Work to complete. Copy exactly the stretch of data below from the line with "Spot the wooden banister." through the line with "Spot the white door frame.", including both of those lines.

Input records.
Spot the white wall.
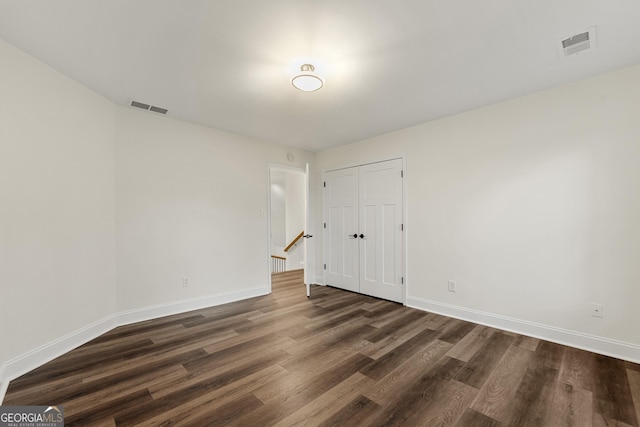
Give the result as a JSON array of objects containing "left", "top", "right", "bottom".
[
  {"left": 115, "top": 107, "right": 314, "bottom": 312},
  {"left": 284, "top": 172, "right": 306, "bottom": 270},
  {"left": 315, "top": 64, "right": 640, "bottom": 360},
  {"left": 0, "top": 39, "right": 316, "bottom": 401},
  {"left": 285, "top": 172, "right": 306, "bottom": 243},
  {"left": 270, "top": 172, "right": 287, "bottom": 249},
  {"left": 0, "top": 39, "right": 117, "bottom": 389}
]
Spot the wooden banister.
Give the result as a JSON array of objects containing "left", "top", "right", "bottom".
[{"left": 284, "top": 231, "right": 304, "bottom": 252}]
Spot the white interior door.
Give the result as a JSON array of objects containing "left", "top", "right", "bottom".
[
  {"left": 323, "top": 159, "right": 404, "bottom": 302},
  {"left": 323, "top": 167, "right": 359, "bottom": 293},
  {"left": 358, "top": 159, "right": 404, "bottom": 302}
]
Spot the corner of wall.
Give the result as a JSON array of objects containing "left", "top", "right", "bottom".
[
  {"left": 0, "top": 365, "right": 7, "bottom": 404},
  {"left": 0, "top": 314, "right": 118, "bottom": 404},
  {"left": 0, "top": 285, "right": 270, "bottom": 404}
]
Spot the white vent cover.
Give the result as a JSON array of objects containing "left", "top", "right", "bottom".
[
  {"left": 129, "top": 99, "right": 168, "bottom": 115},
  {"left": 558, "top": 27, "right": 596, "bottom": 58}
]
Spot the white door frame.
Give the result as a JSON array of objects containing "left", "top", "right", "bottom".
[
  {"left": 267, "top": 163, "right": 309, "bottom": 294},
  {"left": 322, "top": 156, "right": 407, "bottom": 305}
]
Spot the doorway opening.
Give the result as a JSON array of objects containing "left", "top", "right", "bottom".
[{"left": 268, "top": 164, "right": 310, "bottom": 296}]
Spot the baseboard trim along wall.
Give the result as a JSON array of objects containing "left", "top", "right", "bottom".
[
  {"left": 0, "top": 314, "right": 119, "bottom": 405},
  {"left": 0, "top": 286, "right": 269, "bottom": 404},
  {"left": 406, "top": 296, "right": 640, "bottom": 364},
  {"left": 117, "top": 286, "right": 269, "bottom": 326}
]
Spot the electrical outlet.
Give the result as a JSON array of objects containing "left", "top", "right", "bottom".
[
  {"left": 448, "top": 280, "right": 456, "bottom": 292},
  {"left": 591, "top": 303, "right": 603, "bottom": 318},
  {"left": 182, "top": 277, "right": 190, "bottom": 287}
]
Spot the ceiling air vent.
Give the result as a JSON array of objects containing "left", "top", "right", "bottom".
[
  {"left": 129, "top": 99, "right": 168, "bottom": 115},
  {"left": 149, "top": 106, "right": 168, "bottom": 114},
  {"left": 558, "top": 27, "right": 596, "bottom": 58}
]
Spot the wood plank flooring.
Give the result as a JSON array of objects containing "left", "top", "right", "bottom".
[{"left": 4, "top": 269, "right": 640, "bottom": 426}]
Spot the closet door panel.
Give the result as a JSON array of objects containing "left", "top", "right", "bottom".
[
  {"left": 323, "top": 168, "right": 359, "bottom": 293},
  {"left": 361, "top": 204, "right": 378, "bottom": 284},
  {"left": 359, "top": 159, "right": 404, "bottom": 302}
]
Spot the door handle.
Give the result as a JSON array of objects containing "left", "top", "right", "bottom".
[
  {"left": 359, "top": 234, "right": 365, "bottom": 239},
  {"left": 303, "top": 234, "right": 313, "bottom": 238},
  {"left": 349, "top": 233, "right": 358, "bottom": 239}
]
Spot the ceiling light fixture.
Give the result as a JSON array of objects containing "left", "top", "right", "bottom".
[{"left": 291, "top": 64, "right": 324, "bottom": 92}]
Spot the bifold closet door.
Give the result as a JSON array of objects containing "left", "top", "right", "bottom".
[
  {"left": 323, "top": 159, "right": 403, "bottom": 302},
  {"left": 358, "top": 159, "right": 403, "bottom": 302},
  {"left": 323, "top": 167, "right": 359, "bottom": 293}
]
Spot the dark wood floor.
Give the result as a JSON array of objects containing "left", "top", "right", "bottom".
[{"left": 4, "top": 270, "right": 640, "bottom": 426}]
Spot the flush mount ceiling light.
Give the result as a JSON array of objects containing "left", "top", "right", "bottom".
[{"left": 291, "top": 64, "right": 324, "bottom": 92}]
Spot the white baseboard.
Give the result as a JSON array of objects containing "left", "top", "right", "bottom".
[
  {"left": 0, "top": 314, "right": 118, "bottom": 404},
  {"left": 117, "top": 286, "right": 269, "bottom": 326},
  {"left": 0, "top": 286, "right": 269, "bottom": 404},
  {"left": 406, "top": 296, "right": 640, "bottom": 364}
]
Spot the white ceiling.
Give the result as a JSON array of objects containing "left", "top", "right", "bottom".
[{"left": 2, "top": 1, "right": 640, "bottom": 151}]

Expected answer.
Spot the wooden banister.
Give the result as a JSON array of objects containing "left", "top", "right", "bottom".
[{"left": 284, "top": 231, "right": 304, "bottom": 252}]
Spot the white interior door.
Give the result as a JSON array of objects containing "left", "top", "right", "bottom".
[
  {"left": 323, "top": 159, "right": 404, "bottom": 302},
  {"left": 323, "top": 167, "right": 359, "bottom": 293},
  {"left": 358, "top": 159, "right": 404, "bottom": 302}
]
Spot the corner of wall.
Give the result as a JSON array of objects containing "left", "top", "right", "bottom".
[
  {"left": 0, "top": 365, "right": 7, "bottom": 404},
  {"left": 0, "top": 314, "right": 118, "bottom": 404},
  {"left": 0, "top": 285, "right": 270, "bottom": 404}
]
Spot the white vent cover.
Give the result as a JSON array of objects containing "left", "top", "right", "bottom".
[
  {"left": 129, "top": 99, "right": 168, "bottom": 115},
  {"left": 558, "top": 27, "right": 596, "bottom": 58}
]
Spot the white door frame.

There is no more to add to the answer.